Scientific classification
- Kingdom: Plantae
- Clade: Embryophytes
- Clade: Tracheophytes
- Clade: Spermatophytes
- Clade: Angiosperms
- Clade: Eudicots
- Clade: Rosids
- Order: Rosales
- Family: Ulmaceae
- Genus: Ulmus
- Subgenus: U. subg. Oreoptelea
- Section: U. sect. Chaetoptelea
- Species: U. mexicana
- Binomial name: Ulmus mexicana (Liebm.) Planch.
- Synonyms: Chaetoptelea mexicana Liebm.

= Ulmus mexicana =

- Genus: Ulmus
- Species: mexicana
- Authority: (Liebm.) Planch.
- Conservation status: LC
- Synonyms: Chaetoptelea mexicana Liebm.

Species of tree

Ulmus mexicana, the Mexican elm, is a large tree endemic to Mexico and Central America. It is most commonly found in cloud forest and the higher elevations (800-2200 m) of tropical rain forest with precipitation levels of 2-4 m per year, ranging from San Luis Potosi south to Chiapas in Mexico, and from Guatemala to Panama beyond. The tree was first described botanically in 1873.

################

> _Task item 1_:
In the Mexican elm extract, which elevations of tropical rain forest is the tree most commonly found in?
> _Task item 2_:
List every clade named in the scientific classification of the Mexican elm extract.
The records below this extract come from a different source and are unrelated to it.

################

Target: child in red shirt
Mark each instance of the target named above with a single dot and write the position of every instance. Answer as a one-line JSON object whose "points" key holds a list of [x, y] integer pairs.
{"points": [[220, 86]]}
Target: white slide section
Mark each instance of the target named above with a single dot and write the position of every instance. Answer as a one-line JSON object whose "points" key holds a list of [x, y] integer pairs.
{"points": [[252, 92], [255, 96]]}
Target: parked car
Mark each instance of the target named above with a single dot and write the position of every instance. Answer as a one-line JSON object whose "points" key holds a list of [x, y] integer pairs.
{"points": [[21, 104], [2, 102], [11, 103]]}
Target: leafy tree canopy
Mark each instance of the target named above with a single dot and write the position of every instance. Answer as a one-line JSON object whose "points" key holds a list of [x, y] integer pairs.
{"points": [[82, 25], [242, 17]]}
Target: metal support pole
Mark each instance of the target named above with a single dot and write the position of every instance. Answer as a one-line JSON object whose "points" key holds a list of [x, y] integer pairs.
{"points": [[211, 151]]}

################

> _Task result 1_:
The higher elevations, 800-2200 m.

> _Task result 2_:
Embryophytes, Tracheophytes, Spermatophytes, Angiosperms, Eudicots, Rosids